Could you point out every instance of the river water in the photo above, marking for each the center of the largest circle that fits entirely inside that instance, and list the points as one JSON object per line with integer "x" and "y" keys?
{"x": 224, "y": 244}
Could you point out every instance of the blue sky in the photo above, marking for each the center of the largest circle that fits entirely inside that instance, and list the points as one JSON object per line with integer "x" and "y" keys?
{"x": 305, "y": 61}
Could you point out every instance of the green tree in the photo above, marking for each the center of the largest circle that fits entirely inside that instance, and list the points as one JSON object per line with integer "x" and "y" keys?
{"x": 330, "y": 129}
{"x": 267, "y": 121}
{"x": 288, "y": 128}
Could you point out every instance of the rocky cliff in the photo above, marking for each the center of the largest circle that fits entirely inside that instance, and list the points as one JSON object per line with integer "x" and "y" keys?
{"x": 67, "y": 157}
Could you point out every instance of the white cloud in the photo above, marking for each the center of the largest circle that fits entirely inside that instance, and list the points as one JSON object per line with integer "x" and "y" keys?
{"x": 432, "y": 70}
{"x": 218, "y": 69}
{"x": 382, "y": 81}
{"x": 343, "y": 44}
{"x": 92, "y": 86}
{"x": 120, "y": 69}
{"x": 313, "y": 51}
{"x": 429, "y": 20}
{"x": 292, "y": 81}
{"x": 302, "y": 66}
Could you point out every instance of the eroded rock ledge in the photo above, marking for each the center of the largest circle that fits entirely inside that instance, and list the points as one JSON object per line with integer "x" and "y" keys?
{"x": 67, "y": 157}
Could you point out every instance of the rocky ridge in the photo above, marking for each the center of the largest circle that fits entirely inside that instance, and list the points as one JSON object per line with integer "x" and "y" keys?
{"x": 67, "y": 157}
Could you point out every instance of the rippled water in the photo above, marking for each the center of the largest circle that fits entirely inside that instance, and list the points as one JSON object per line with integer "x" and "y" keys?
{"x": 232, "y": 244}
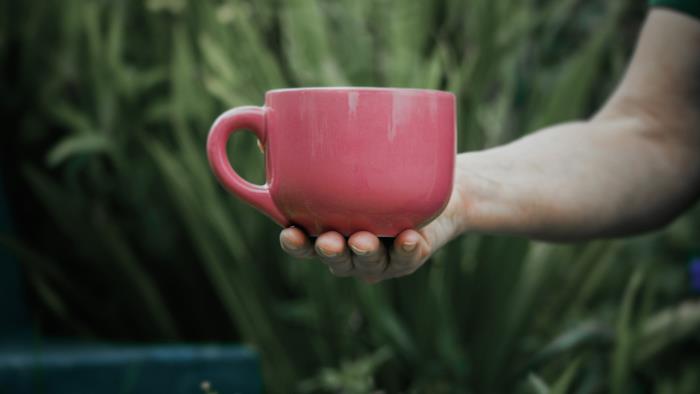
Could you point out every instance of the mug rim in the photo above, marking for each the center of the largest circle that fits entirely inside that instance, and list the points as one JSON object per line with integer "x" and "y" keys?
{"x": 361, "y": 89}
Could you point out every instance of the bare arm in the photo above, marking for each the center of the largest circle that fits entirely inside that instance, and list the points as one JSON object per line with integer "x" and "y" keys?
{"x": 632, "y": 167}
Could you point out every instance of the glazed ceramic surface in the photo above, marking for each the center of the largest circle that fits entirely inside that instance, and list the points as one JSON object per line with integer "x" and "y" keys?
{"x": 346, "y": 159}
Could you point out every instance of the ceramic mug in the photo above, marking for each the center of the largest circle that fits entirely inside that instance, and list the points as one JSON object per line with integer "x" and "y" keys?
{"x": 345, "y": 159}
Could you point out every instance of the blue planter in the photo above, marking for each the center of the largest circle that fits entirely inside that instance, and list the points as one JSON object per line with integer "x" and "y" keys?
{"x": 53, "y": 366}
{"x": 74, "y": 368}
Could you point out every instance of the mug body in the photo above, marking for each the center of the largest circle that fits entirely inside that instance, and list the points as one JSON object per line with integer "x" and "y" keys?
{"x": 351, "y": 159}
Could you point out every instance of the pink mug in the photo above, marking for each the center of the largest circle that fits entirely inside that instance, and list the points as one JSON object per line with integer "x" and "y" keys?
{"x": 346, "y": 159}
════════
**What is expected:** Leave out the pictures and copy everything else in the records word for word.

**Task output:**
Could you point out every instance of the river water in the photo above, marking for each the center of the largest circle that fits entirely inside that instance, and list the points as one JSON object per line with integer "x" and "y" keys?
{"x": 224, "y": 244}
Could you point out every instance of the blue sky in the photo above, marking for each the center of the largest circle that fits entirely inside that instance, and list the points as one JSON object per line with integer "x" and "y" keys?
{"x": 305, "y": 61}
Could you point out every instance of the green tree in the photo above, marking for each the center of the largest circle that fits entirely inside that instance, and list the points as one JSON object per line with integer "x" and "y" keys?
{"x": 330, "y": 129}
{"x": 267, "y": 121}
{"x": 288, "y": 128}
Could you point out every instance of the rocky cliff in the photo above, marking for each the center of the largest circle that fits entirely inside that instance, and list the points as one JSON object per line with integer "x" and "y" keys?
{"x": 67, "y": 157}
Could you point out every instance of the white cloud in the photo above, marking for each the center of the largest circle that fits entirely inside that instance, and list the points as one JSON object per line with integer "x" and "y" keys?
{"x": 432, "y": 70}
{"x": 218, "y": 69}
{"x": 382, "y": 81}
{"x": 343, "y": 44}
{"x": 92, "y": 86}
{"x": 120, "y": 69}
{"x": 313, "y": 51}
{"x": 429, "y": 20}
{"x": 292, "y": 81}
{"x": 302, "y": 66}
Could you point out every instance of the eroded rock ledge in the photo above, marking for each the center of the largest circle that fits entirely inside that instance, and list the points as one JSON object per line with integer "x" and "y" keys?
{"x": 67, "y": 157}
Could you point out every instance of the rocky ridge in the photo above, marking for each the center of the largest circle that fits entirely inside that instance, and list the points as one JSON object per line with integer "x" and "y" keys?
{"x": 67, "y": 157}
Could you point out every instance of the rippled water in the photo above, marking for each the center of the largest circle that fits entirely inside that instance, and list the points as one JSON object per line with integer "x" and "y" keys?
{"x": 232, "y": 244}
Could you point out every instance of the mug rim in the photo above, marking for each the center of the largest circle that fits entirely inside that instance, and list the points as one JSON object per line with integer "x" and "y" keys?
{"x": 361, "y": 89}
Could you point out every instance of the bare arm in the photo above, marking for each the center of the largest circle that fits entirely inside that instance, and list the points as one JSON object per line with integer "x" and "y" keys?
{"x": 632, "y": 167}
Could you point out every instance of the glazed ceramic surface in the photo above, marking for each the center of the largest circle that fits entirely inside that instance, and list the points as one JSON object per line with integer "x" and "y" keys?
{"x": 346, "y": 159}
Could you point out every instance of the ceramic mug in the photo above, marking for each the center of the largest circle that fits entirely inside that instance, and list the points as one JSON object per line with integer "x" and "y" keys?
{"x": 345, "y": 159}
Could you point out every instance of the blue planter in the photo above, marking for each the center of the largest circle that fits entirely inside that instance, and list the points as one JSON object per line with integer "x" and "y" keys?
{"x": 53, "y": 366}
{"x": 74, "y": 368}
Could you point out every instance of the mug body in the photo above, marking for each the center of the largest circle that fits entirely inside that instance, and list the points as one JSON object per line with integer "x" and "y" keys?
{"x": 351, "y": 159}
Could you point out every instance of the pink mug in the photo above, marking for each the center of the largest circle that fits entirely inside that instance, and list the points as one JSON object per line with integer "x" and "y" keys?
{"x": 346, "y": 159}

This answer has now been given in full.